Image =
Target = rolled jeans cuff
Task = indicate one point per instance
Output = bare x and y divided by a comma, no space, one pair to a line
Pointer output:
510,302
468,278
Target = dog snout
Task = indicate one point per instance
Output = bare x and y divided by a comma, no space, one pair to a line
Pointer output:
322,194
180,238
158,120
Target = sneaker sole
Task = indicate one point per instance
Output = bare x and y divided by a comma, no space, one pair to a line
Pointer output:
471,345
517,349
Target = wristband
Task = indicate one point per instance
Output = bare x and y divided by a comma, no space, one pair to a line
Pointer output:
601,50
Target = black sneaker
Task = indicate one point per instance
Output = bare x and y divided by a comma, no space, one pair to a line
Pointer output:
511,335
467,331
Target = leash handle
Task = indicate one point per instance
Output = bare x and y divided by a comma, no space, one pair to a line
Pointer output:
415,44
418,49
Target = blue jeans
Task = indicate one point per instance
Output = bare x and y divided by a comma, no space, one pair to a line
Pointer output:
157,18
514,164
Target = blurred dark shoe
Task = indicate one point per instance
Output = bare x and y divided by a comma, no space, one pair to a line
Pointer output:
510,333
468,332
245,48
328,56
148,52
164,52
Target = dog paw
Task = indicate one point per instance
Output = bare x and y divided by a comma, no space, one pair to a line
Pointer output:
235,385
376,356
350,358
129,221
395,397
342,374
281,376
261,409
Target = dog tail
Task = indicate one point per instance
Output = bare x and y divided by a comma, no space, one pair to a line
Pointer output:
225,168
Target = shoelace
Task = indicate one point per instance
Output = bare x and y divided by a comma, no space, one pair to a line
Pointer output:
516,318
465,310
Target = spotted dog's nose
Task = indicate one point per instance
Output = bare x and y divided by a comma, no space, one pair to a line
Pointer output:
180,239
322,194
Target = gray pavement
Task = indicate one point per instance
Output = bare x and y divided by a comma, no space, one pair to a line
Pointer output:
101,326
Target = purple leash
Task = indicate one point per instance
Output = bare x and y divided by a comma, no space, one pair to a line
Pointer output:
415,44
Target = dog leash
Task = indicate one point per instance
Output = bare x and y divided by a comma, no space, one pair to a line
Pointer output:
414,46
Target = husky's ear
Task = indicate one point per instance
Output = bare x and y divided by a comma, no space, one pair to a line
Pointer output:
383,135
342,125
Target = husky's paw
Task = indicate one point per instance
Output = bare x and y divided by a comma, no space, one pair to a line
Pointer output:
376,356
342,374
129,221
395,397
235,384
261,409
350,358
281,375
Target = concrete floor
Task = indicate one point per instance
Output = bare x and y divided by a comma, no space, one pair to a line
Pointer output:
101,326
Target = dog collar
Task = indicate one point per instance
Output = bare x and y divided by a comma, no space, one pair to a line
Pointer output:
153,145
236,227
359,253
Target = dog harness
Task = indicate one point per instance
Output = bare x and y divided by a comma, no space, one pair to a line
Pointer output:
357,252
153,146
+===+
WHAT THE EXERCISE ASKS:
Please copy each line of the material that has the string "sneaker" somewhere in it.

EXERCISE RESPONSE:
Target = sneaker sole
Target = black sneaker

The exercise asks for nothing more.